## What is required:
Locate the line that contains "Every instance of the cooked". Reproduce it and all following lines up to the end of the material, exactly and with nothing added.

## Supplied records:
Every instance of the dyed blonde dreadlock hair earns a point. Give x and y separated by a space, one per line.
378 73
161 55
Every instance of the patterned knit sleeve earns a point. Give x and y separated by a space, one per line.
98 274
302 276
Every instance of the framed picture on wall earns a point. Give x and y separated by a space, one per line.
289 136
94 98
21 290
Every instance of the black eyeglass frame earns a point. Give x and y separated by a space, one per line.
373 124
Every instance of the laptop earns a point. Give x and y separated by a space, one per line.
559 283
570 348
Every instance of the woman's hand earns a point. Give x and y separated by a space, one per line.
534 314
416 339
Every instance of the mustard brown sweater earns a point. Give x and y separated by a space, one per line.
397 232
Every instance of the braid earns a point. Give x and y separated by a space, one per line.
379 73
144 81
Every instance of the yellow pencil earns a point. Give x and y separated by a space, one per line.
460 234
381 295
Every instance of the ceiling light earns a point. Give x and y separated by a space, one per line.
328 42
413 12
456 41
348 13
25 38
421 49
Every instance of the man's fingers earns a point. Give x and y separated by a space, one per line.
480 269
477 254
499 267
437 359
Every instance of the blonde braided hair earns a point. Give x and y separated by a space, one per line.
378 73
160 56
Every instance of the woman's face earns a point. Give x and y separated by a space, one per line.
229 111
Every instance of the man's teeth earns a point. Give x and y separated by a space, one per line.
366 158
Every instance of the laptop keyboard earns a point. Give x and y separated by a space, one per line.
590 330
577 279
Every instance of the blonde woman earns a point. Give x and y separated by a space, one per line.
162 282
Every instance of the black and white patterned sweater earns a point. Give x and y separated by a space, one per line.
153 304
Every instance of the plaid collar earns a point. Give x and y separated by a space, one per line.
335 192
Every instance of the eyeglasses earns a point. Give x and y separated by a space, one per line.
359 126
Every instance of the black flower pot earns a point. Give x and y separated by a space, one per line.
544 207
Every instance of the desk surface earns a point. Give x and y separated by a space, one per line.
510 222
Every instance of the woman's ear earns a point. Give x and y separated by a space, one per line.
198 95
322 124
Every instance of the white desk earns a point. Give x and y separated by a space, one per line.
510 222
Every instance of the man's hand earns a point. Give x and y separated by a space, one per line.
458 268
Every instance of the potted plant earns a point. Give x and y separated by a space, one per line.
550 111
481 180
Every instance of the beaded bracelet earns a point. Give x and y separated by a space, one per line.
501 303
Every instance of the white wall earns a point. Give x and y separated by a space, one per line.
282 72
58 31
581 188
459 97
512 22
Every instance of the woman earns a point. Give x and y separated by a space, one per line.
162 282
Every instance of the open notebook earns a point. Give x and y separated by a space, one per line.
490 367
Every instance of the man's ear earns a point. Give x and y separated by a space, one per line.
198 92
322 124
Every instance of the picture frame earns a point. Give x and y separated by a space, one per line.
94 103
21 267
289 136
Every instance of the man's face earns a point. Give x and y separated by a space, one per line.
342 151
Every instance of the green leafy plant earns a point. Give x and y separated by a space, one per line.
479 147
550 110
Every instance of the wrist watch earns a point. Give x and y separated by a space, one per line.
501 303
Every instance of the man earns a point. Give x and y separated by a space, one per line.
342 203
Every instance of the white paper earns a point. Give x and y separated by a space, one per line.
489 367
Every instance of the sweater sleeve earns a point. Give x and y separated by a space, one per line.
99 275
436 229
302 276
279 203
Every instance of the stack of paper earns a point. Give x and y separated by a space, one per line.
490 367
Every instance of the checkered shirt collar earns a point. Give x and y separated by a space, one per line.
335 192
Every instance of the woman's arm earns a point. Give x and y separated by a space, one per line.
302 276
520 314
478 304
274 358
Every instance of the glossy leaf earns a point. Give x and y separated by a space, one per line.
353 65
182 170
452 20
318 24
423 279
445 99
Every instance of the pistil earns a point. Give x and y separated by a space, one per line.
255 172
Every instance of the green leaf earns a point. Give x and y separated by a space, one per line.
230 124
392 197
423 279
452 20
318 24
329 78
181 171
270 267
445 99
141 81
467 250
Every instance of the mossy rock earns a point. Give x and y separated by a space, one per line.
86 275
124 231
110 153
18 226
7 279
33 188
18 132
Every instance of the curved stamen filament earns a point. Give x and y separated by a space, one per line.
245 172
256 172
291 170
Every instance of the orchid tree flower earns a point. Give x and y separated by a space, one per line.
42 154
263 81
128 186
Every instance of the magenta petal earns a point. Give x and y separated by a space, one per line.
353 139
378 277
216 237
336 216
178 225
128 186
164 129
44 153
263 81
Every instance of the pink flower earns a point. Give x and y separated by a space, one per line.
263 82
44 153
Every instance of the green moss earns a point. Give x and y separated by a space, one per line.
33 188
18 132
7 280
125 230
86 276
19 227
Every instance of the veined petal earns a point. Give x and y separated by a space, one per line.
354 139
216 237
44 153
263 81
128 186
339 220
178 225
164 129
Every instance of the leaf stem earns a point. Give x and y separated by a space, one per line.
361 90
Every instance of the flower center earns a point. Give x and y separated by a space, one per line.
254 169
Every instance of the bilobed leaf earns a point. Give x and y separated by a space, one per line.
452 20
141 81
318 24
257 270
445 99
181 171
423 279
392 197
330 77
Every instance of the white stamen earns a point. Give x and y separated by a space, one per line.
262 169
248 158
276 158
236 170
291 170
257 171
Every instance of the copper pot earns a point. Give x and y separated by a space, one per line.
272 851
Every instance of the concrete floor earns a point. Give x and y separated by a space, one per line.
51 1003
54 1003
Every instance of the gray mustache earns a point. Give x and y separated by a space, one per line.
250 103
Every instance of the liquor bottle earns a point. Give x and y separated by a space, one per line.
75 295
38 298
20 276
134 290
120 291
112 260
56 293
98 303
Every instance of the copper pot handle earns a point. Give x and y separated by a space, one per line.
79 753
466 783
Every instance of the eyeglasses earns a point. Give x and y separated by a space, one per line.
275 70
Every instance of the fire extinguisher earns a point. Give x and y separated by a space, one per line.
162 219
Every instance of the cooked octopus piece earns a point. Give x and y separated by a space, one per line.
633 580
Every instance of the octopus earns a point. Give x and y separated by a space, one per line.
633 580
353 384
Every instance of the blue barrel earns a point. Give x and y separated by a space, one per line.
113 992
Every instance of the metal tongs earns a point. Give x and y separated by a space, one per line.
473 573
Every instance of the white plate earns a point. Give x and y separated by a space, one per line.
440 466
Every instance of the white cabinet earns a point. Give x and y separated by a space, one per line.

## Written answer:
Every instance of the cooked octopus piece earns a point. Give x and y separated by a space, one per line.
633 580
Every instance of the octopus earns a point. Give x and y separated by a space, one per line.
633 580
353 384
Every instance of the blue barrel earns a point. Give x and y separated by a space, one per line.
113 992
Every instance of the metal tongs earns a point. Give x and y separated by a space, one per line.
473 573
Every instance of the white plate earns a point. Give x and y separated by a space, one per line.
440 466
Every instance of the white cabinet earns a point. Give x and y separated by a space, one per line.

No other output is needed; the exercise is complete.